### Information provided
================

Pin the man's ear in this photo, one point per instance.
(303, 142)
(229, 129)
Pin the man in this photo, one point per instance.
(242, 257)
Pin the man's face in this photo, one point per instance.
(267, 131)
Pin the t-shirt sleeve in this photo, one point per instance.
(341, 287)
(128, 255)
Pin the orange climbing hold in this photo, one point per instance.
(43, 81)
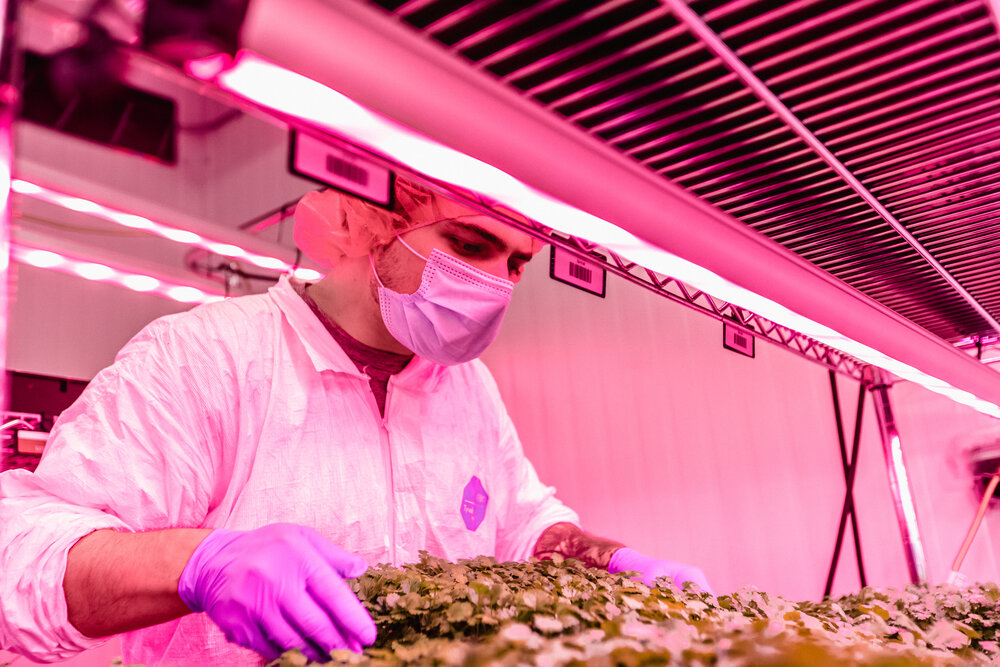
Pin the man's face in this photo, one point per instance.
(478, 240)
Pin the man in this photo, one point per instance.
(244, 458)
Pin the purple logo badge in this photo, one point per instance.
(474, 500)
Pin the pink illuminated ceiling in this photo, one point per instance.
(901, 94)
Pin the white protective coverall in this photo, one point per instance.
(247, 412)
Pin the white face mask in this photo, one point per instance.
(455, 313)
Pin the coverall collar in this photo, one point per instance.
(327, 355)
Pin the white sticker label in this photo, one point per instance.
(570, 269)
(341, 169)
(31, 442)
(737, 340)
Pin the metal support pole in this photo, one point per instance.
(9, 104)
(899, 483)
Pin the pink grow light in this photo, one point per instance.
(138, 282)
(160, 229)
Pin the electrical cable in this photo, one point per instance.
(954, 575)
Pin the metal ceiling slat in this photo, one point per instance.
(761, 22)
(782, 230)
(630, 95)
(946, 104)
(883, 92)
(931, 129)
(552, 31)
(772, 223)
(790, 159)
(665, 114)
(835, 60)
(661, 38)
(671, 158)
(936, 233)
(648, 44)
(556, 60)
(795, 209)
(952, 213)
(865, 81)
(789, 192)
(963, 135)
(520, 14)
(777, 181)
(748, 179)
(797, 50)
(958, 162)
(985, 183)
(684, 170)
(681, 132)
(458, 15)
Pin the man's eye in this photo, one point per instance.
(467, 248)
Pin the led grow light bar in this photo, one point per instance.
(271, 86)
(106, 273)
(160, 229)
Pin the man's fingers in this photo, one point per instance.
(281, 633)
(255, 639)
(341, 605)
(346, 564)
(313, 624)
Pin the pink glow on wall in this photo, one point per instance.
(138, 282)
(160, 229)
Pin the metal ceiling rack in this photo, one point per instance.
(593, 253)
(869, 146)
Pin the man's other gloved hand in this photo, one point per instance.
(651, 568)
(277, 588)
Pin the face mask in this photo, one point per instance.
(455, 313)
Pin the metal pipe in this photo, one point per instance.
(9, 102)
(722, 51)
(899, 483)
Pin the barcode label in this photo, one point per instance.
(737, 340)
(328, 163)
(345, 169)
(572, 270)
(580, 271)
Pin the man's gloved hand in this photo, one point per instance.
(651, 568)
(277, 588)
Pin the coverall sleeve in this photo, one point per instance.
(531, 507)
(134, 453)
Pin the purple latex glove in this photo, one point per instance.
(277, 588)
(651, 569)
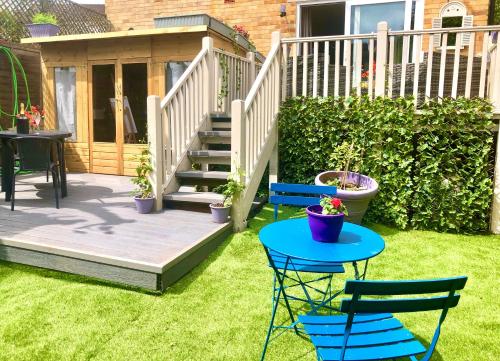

================

### Exercise requirements
Put every line of the entries above into a Markdown table with a Row column for the row number and a Line column for the line, and omit blank lines. Do not include the pictures.

### Final result
| Row | Line |
|---|---|
| 1 | Pin the man's ear in this photo, one point per instance. |
| 2 | (303, 142) |
| 3 | (229, 129) |
| 4 | Pin the man in this photo, one point per instance. |
| 5 | (242, 257) |
| 6 | Pin the man's face in this photo, one point per instance. |
| 7 | (267, 131) |
| 8 | Pin the t-shirt sleeve in this photo, one point per instance. |
| 9 | (341, 287) |
| 10 | (128, 255) |
| 11 | Pin the orange climbing hold in this photo, one point per instance. |
| 12 | (43, 81) |
| 13 | Pin the man's face in this photo, one point per instance. |
| 14 | (478, 240) |
| 15 | Pin the man in this photo, one point per instance. |
| 16 | (244, 458) |
| 17 | Pin the purple logo badge in this photo, one point per instance. |
| 18 | (474, 500) |
| 19 | Pin the pink illuminated ceiling in this photo, one point per instance. |
| 20 | (901, 94) |
| 21 | Pin the white protective coverall in this photo, one point per instance. |
| 22 | (247, 412) |
| 23 | Pin the white face mask in this photo, one point per instance. |
| 24 | (455, 313) |
| 25 | Pin the coverall collar in this photo, one point per instance. |
| 26 | (327, 355) |
| 27 | Pin the white sticker label in this photo, one point per instance. |
| 28 | (570, 269) |
| 29 | (341, 169) |
| 30 | (31, 442) |
| 31 | (737, 340) |
| 32 | Pin the metal support pole in this photo, one point per instance. |
| 33 | (9, 104) |
| 34 | (899, 483) |
| 35 | Pin the pink grow light in this photo, one point per instance. |
| 36 | (138, 282) |
| 37 | (160, 229) |
| 38 | Pin the electrical cable in this photo, one point per instance. |
| 39 | (954, 575) |
| 40 | Pin the metal ceiling slat in this photo, one point per instance. |
| 41 | (761, 22) |
| 42 | (782, 230) |
| 43 | (630, 95) |
| 44 | (946, 104) |
| 45 | (883, 92) |
| 46 | (931, 129) |
| 47 | (552, 31) |
| 48 | (772, 223) |
| 49 | (790, 159) |
| 50 | (665, 114) |
| 51 | (835, 60) |
| 52 | (661, 38) |
| 53 | (671, 158) |
| 54 | (936, 233) |
| 55 | (648, 44) |
| 56 | (556, 60) |
| 57 | (795, 209) |
| 58 | (952, 213) |
| 59 | (865, 81) |
| 60 | (789, 192) |
| 61 | (963, 135) |
| 62 | (520, 14) |
| 63 | (777, 181) |
| 64 | (748, 179) |
| 65 | (797, 50) |
| 66 | (958, 162) |
| 67 | (985, 183) |
| 68 | (684, 170) |
| 69 | (681, 132) |
| 70 | (458, 15) |
| 71 | Pin the man's eye in this photo, one point per instance. |
| 72 | (467, 248) |
| 73 | Pin the led grow light bar in this photo, one point per instance. |
| 74 | (271, 86) |
| 75 | (106, 273) |
| 76 | (160, 229) |
| 77 | Pin the man's fingers in this photo, one point per instance. |
| 78 | (281, 633) |
| 79 | (255, 639) |
| 80 | (341, 605) |
| 81 | (346, 564) |
| 82 | (313, 624) |
| 83 | Pin the pink glow on wall in this photo, one point per instance. |
| 84 | (138, 282) |
| 85 | (160, 229) |
| 86 | Pin the metal ceiling rack in this photo, one point per instance. |
| 87 | (593, 253) |
| 88 | (869, 146) |
| 89 | Pin the man's other gloved hand in this photo, one point per instance. |
| 90 | (651, 568) |
| 91 | (277, 588) |
| 92 | Pin the face mask in this photo, one point per instance. |
| 93 | (455, 313) |
| 94 | Pin the metal pipe in this photo, one point per instance. |
| 95 | (9, 102) |
| 96 | (722, 51) |
| 97 | (899, 483) |
| 98 | Pin the barcode label in this photo, one point per instance. |
| 99 | (737, 340) |
| 100 | (328, 163) |
| 101 | (345, 169) |
| 102 | (572, 270) |
| 103 | (580, 271) |
| 104 | Pin the man's gloved hand in this photo, one point per instance. |
| 105 | (651, 568) |
| 106 | (277, 588) |
| 107 | Pin the coverall sleeve in this photo, one point per instance. |
| 108 | (531, 507) |
| 109 | (134, 453) |
| 110 | Pin the purple latex glove in this photo, one point per instance. |
| 111 | (277, 588) |
| 112 | (651, 569) |